What the task asks: Reproduce every entry exactly and leave its pictures out.
>> START Input records
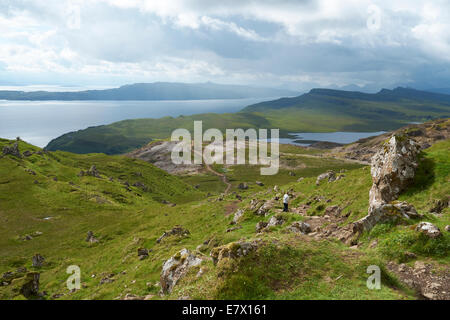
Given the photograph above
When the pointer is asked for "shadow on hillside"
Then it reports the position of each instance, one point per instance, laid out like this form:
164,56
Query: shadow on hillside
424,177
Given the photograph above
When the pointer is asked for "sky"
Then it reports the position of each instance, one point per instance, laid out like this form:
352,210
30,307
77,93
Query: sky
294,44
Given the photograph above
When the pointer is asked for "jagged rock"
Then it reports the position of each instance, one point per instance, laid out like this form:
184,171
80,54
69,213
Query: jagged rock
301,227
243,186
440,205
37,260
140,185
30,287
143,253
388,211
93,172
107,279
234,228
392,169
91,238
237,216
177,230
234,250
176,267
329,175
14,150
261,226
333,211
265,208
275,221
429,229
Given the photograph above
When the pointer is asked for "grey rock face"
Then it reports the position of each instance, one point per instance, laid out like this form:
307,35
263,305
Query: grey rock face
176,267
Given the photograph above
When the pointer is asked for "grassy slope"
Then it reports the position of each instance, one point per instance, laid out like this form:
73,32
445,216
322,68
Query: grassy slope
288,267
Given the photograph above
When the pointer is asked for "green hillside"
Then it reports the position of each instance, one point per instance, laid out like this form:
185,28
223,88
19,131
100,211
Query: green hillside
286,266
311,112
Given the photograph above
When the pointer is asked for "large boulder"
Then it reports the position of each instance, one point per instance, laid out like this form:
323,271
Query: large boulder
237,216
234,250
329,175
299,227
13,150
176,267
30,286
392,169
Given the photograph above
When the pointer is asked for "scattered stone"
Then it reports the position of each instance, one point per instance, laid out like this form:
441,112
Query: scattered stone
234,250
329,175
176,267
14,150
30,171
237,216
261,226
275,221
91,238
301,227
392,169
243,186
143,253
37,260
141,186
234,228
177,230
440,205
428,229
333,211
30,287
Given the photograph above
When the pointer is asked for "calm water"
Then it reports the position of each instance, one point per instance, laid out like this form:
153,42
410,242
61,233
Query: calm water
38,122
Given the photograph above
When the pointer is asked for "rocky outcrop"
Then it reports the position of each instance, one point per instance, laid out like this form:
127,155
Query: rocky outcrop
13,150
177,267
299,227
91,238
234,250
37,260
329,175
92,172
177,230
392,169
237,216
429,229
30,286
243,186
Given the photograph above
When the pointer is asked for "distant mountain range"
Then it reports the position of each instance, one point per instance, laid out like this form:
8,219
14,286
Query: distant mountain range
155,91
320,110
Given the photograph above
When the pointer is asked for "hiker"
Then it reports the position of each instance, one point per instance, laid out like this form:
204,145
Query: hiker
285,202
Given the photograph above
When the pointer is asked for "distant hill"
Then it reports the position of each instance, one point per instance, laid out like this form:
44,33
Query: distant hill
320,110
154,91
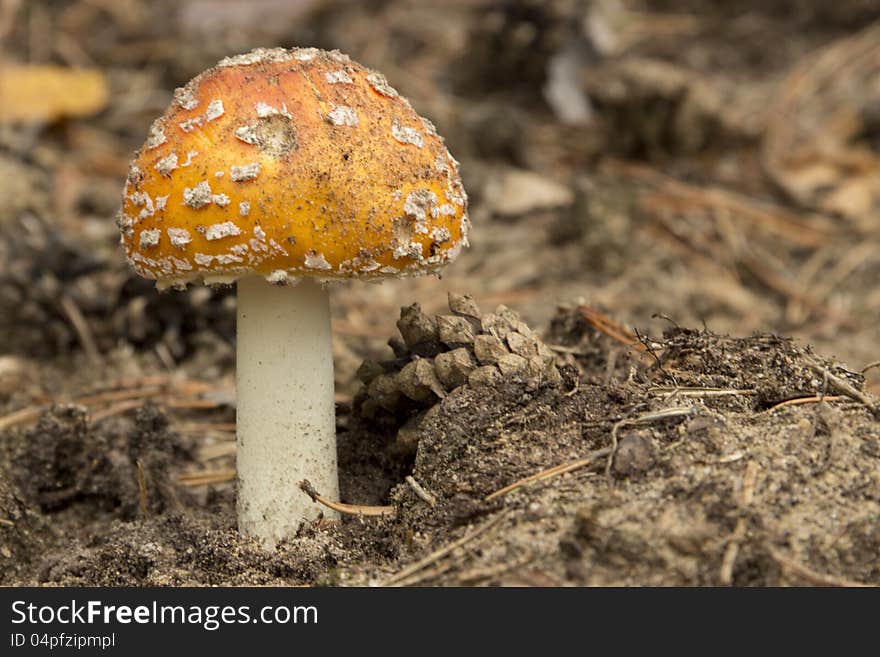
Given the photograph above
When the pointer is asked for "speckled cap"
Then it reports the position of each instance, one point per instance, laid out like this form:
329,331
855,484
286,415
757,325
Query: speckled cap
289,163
>> END Input records
The output:
Given the photograph above
When the pointer is asked for "shadow on hillside"
Then it reports the position of each instance, one point per instance, laid out like this form:
164,56
Query: shadow on hillside
424,177
Given the photograph above
When the pointer is asked for "sky"
Then it reports the position of each instance, one point per instance, laid out like this form:
352,210
30,307
77,93
Query: sky
294,44
Given the photograph above
When the pointer is asked for "jagged rock"
Then it reports the position of each instance, one point per instance, laid out like this form:
184,171
80,54
69,213
Query: jagged rock
301,227
243,186
440,205
37,260
140,185
30,287
143,253
388,211
93,172
107,279
234,228
392,169
91,238
237,216
177,230
234,250
176,267
329,175
14,150
261,226
333,211
265,208
275,221
429,229
Given the photograph above
When the pointer is asked for "grey rock face"
Then it reports the position of each instance, one point per instance, laid out like this form:
307,35
263,305
Query: grey rock face
176,267
Given the photograph above
When the pointer is asked for "grassy slope"
Then it reports the position of each instance, one point per instance, laid out like this form:
73,32
445,216
322,68
Query: grassy slope
288,267
Given the photograph above
When the pointer is asked for "green hillside"
Then it reports the position of each instance, one point per instance, laid out like this form:
185,28
223,88
19,131
100,211
Query: green hillside
286,266
311,112
Given the photograph above
When the pointer is asked for "large boulder"
Then it reports the position of each instance, one point per instance, laid out like this form:
323,271
Query: large boulder
237,216
234,250
329,175
299,227
13,150
176,267
30,286
392,169
Given the photograph above
When the pointer is asked for "scattered stone"
Then it reports the position of each instance, one point per instance, laid out like this form:
441,112
Query: scattered stone
234,250
329,175
176,267
14,150
30,171
237,216
261,226
275,221
91,238
301,227
392,169
243,186
143,253
37,260
141,186
234,228
177,230
440,205
428,229
333,211
30,287
Given the photograph above
When the pointer is asked for "calm water"
Then it reports the position of each instance, one point per instance, laid out like this form:
153,42
410,242
61,233
Query: calm water
38,122
Given the photograph above
When the pointer is asked for "rocky outcrop"
Then it reports the position of each instance, one point per instance, laid out like this form:
127,155
Query: rocky outcrop
13,150
177,267
299,227
91,238
234,250
37,260
329,175
92,172
177,230
392,169
237,216
429,229
30,286
243,186
Given the photograph above
When the pointer is asked for "distant mountain range"
Then it reports the position of each instance, one point per instance, laid out like this form:
8,219
14,286
Query: distant mountain range
155,91
320,110
Given the photograph above
When the pointer is asked for "hiker"
Then it reports the position of each instance, one point per instance, laid out like this form:
204,145
Query: hiker
285,202
Given the photograph above
When the pointer is asked for "distant hill"
Then it reports the position of each instance, one point per instance, laid out like this form:
44,33
Query: distant hill
320,110
154,91
Given the photograph above
When the pointer is asked for "speckled cap"
Then it reports the position of each instance, one point per instance, laid out like this form:
329,331
855,484
286,415
757,325
Query: speckled cap
289,163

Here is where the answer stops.